## [Exercise prompt]
Retype the full set of records. Keep every character identical.

## [Raw records]
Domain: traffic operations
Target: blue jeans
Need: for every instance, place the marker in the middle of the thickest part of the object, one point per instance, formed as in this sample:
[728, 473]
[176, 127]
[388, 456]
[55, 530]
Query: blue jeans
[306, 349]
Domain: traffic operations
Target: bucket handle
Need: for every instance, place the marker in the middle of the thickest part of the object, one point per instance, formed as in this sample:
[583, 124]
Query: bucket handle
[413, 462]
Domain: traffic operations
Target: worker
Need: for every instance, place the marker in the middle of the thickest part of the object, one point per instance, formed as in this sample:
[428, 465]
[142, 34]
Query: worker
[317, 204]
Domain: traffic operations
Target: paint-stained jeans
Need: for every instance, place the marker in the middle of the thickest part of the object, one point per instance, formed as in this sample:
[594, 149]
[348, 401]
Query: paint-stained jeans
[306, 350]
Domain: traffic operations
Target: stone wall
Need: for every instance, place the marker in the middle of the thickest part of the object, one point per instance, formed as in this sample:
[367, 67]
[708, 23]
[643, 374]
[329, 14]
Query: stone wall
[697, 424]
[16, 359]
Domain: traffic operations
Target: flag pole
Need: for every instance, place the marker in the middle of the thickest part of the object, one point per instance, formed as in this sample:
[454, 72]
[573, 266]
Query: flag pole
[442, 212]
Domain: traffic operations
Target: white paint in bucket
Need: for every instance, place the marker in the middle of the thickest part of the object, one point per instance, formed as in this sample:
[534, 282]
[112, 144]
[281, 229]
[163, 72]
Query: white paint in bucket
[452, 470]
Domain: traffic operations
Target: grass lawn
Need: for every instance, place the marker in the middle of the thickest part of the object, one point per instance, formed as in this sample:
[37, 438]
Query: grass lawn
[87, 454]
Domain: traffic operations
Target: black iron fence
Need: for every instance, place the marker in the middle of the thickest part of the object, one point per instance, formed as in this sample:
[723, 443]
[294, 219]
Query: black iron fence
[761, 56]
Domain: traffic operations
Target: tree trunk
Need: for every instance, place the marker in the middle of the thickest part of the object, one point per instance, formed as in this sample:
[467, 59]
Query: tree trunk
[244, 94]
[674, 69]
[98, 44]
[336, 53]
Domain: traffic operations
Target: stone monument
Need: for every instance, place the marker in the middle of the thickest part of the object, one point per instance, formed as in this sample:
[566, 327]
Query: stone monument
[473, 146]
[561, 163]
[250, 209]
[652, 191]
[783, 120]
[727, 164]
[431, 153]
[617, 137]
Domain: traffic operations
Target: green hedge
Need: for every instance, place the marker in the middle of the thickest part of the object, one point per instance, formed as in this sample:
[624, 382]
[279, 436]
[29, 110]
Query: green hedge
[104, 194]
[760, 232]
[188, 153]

## [Correct answer]
Domain: traffic operations
Target: blue jeans
Need: for every instance, place the marker in the middle of the thickest part of the object, one point per instance, formed as in this sample:
[728, 473]
[176, 127]
[388, 456]
[55, 530]
Query: blue jeans
[306, 349]
Domain: traffic operations
Target: bucket handle
Need: for every instance, place the marker in the middle of the thickest part of the object, one point per instance, formed as in this sample:
[583, 124]
Query: bucket handle
[413, 462]
Domain: traffic operations
Target: worker
Need: for every instance, place the marker in the middle of the thickest part of the object, one point per instance, formed as in this sample:
[428, 465]
[142, 34]
Query: worker
[317, 204]
Domain: traffic operations
Target: paint-stained jeans
Need: for every instance, place the marker in the middle of the thickest part of the object, one point per instance, formed as in this sample:
[594, 149]
[348, 401]
Query: paint-stained jeans
[306, 350]
Domain: traffic operations
Target: stone wall
Need: for every instance, place the marker in the middle of the thickest part of the object, one point per instance, formed as in this sample:
[367, 67]
[708, 23]
[643, 374]
[329, 14]
Query: stone wall
[697, 424]
[16, 359]
Domain: traffic operations
Target: flag pole
Need: for every instance, place the marker in the middle of the thickest part of the object, one point per instance, formed as in this sample:
[454, 72]
[573, 266]
Query: flag pole
[442, 212]
Domain: traffic operations
Target: white paint in bucket
Need: for every instance, place the marker in the middle of the thickest part of the object, one point per instance, formed as in this sample:
[534, 282]
[112, 144]
[281, 229]
[163, 72]
Query: white paint in bucket
[452, 470]
Domain: traffic operations
Target: grass lawn
Need: for every instance, place the marker in the middle of the thickest part of the object, one point per instance, formed as in this sample:
[37, 438]
Query: grass lawn
[87, 454]
Domain: traffic operations
Target: black iron fence
Need: for every instance, place the marker in the middle of the thickest part of the object, one point per instance, formed as in this sample:
[723, 443]
[294, 219]
Query: black iron fence
[761, 56]
Domain: traffic operations
Target: tree trunk
Need: for every instance, place the marker in the middle of the thickest part of the object, one point per instance, formed as in this sample:
[467, 59]
Query: tree trunk
[244, 94]
[674, 69]
[98, 44]
[336, 53]
Domain: traffic operations
Target: stone monument
Need: for every instance, place the marker in the middle of the thickest part of the object, one point per instance, formed as in this sample:
[566, 327]
Query: stone monument
[473, 146]
[561, 163]
[250, 209]
[652, 191]
[783, 120]
[727, 164]
[431, 153]
[617, 137]
Domain: traffic operations
Target: green hedge
Need: for every instance, place the marker in the middle of the thickest part of the object, one point per instance, formed as in this sample:
[624, 382]
[279, 436]
[29, 110]
Query: green hedge
[104, 194]
[760, 232]
[188, 153]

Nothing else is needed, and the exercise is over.